- [Work instruction] What lines of the data include the string "orange"? Copy them all.

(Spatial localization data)
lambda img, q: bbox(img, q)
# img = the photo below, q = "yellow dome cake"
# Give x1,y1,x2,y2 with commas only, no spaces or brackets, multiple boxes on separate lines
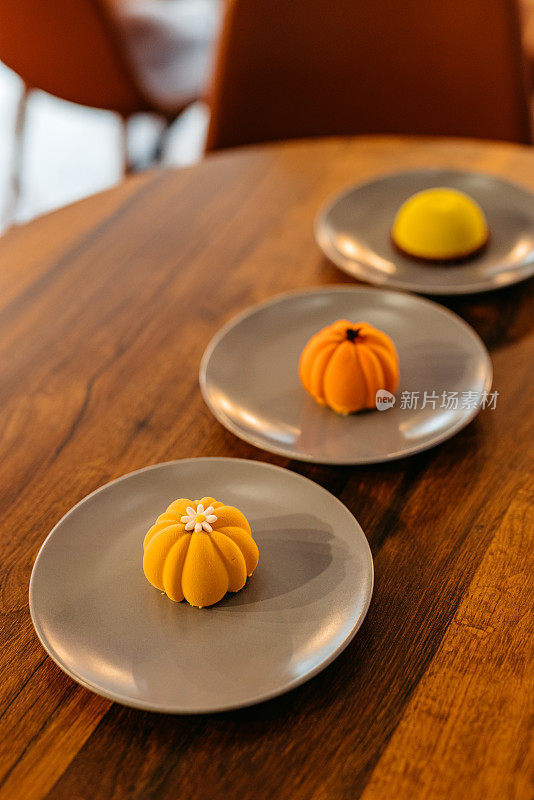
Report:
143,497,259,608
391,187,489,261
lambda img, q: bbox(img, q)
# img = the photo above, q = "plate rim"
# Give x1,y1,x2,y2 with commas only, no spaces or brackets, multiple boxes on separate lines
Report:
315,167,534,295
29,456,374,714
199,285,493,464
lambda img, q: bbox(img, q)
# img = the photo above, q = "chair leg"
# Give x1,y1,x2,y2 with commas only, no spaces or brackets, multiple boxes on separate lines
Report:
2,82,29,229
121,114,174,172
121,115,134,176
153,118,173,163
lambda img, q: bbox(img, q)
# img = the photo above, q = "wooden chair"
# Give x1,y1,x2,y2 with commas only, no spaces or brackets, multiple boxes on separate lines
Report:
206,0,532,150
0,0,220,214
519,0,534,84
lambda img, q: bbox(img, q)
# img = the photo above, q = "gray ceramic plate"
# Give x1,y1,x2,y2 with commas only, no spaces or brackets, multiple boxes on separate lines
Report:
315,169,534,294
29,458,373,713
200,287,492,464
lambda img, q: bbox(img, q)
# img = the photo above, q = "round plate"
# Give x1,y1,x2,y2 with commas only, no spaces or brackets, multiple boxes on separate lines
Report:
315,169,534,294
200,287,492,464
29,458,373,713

==

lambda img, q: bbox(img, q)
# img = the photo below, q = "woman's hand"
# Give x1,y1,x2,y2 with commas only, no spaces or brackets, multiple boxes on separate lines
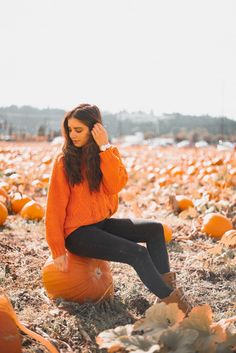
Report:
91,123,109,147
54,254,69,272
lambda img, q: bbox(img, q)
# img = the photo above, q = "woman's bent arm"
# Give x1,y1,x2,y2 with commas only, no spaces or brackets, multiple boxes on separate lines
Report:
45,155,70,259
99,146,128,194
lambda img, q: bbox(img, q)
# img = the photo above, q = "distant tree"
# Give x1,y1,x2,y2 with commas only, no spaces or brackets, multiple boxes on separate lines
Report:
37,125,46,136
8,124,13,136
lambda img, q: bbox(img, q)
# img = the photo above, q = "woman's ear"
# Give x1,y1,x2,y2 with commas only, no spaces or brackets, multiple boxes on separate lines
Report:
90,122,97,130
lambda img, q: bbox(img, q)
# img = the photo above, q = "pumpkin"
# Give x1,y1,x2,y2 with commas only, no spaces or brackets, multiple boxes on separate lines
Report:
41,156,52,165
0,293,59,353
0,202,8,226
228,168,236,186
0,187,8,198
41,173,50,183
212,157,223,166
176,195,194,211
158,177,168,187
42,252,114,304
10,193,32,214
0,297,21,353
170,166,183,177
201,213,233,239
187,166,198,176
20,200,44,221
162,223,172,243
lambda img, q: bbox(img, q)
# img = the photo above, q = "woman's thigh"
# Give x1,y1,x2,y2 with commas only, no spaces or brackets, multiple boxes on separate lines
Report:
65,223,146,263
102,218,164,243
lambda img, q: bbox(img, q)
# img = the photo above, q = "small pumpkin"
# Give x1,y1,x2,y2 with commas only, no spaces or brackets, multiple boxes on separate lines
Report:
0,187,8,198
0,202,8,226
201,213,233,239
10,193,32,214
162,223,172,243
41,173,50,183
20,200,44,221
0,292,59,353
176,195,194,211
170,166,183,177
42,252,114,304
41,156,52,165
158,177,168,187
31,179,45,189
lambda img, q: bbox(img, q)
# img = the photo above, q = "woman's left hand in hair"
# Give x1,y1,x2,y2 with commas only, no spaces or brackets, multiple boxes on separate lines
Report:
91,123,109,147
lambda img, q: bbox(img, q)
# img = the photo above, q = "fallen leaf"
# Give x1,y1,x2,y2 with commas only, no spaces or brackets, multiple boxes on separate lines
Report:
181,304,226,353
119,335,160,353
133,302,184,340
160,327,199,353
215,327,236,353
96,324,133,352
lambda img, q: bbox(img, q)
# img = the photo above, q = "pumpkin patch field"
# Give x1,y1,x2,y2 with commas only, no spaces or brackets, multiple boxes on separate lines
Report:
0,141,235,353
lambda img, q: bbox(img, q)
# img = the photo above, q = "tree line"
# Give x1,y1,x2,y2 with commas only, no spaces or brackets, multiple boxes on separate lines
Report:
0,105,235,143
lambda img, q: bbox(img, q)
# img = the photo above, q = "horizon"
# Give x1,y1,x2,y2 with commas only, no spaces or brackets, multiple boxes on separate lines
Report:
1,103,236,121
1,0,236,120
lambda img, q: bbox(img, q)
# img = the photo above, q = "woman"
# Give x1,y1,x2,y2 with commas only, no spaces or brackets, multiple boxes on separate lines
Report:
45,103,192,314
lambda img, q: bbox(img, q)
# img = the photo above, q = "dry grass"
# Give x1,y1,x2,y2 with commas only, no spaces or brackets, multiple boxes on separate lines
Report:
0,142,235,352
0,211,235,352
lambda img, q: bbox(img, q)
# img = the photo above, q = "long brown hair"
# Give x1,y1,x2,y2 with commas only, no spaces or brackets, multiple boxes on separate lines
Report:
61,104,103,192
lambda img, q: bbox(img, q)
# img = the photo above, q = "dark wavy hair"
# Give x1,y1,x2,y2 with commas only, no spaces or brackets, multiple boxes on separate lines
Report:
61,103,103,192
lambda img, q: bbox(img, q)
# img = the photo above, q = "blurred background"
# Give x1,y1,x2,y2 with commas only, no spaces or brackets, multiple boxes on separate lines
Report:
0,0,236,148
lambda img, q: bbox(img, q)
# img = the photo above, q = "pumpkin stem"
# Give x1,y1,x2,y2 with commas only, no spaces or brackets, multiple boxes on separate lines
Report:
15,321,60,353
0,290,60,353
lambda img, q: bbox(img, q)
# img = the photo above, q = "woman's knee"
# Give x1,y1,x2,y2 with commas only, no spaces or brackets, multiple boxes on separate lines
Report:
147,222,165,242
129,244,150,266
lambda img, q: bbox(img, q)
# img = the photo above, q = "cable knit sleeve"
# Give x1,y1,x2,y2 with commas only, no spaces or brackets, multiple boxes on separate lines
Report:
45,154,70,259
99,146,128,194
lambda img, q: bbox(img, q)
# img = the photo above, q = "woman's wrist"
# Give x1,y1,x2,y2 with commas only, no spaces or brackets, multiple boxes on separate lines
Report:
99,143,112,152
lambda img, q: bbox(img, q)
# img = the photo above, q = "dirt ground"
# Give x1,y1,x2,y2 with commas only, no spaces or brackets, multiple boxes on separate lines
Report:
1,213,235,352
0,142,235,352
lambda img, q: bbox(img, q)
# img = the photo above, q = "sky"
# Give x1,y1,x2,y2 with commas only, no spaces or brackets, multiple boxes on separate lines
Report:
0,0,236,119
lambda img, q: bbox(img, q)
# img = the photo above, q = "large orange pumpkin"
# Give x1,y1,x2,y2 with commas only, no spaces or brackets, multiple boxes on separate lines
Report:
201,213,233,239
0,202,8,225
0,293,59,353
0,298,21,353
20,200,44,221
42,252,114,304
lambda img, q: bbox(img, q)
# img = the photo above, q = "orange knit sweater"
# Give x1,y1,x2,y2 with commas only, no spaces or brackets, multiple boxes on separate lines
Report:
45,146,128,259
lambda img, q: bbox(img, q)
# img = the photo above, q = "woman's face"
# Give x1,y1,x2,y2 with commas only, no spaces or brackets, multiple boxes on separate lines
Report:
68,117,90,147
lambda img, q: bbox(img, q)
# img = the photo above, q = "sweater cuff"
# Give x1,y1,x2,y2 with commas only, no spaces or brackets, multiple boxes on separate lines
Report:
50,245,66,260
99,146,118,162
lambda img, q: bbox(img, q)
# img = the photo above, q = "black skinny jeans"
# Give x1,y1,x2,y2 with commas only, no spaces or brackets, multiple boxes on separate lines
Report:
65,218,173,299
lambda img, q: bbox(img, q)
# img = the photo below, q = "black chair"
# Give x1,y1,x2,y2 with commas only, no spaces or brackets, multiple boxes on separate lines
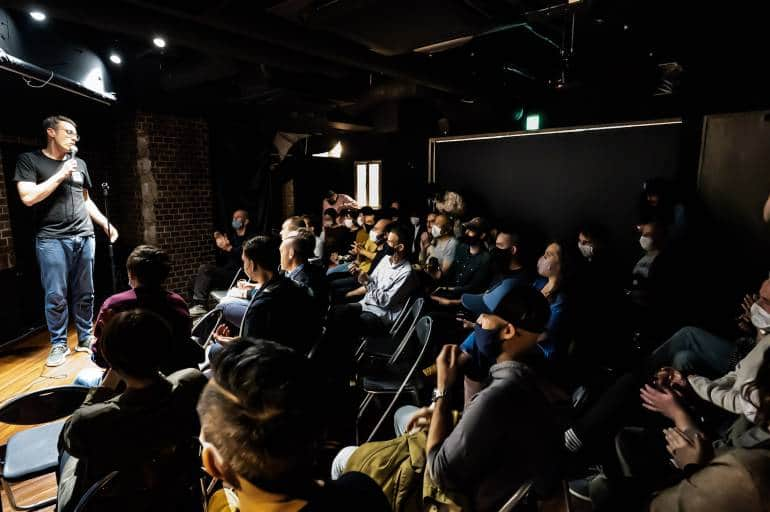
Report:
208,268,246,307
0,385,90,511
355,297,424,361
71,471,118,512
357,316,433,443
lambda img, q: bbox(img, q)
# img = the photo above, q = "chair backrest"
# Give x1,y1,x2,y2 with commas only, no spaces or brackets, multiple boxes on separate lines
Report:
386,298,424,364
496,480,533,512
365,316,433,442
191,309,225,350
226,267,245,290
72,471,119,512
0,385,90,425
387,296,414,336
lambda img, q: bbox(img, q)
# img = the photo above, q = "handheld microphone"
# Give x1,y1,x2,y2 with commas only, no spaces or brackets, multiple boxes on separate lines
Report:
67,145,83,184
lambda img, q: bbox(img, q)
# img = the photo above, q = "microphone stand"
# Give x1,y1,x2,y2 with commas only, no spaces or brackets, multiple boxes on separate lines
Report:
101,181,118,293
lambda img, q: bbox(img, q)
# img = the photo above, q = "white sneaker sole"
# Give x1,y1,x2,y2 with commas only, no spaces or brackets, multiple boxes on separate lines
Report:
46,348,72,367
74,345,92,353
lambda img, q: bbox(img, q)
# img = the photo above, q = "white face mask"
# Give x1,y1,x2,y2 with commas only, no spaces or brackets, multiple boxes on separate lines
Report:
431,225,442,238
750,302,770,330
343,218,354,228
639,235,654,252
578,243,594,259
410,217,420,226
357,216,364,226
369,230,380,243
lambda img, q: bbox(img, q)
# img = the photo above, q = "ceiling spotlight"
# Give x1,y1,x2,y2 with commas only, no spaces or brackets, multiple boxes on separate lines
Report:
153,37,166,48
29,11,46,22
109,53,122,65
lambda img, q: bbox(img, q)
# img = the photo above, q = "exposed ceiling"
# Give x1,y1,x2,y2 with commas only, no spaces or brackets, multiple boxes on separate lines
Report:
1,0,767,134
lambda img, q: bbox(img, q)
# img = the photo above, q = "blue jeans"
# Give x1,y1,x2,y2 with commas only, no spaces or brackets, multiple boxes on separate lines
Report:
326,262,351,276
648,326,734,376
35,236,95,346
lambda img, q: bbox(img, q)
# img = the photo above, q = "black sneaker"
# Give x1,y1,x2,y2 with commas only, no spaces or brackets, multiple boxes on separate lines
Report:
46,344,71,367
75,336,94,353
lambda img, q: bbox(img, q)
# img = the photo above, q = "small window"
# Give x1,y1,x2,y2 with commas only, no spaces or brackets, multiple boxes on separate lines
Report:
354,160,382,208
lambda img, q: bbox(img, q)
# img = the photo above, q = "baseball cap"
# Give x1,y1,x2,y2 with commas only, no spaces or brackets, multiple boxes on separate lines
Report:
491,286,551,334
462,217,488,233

- [Output for this task]
# img = the photo above, q = "large orange pumpkin"
# img = the photo above, q = "orange knit sweater"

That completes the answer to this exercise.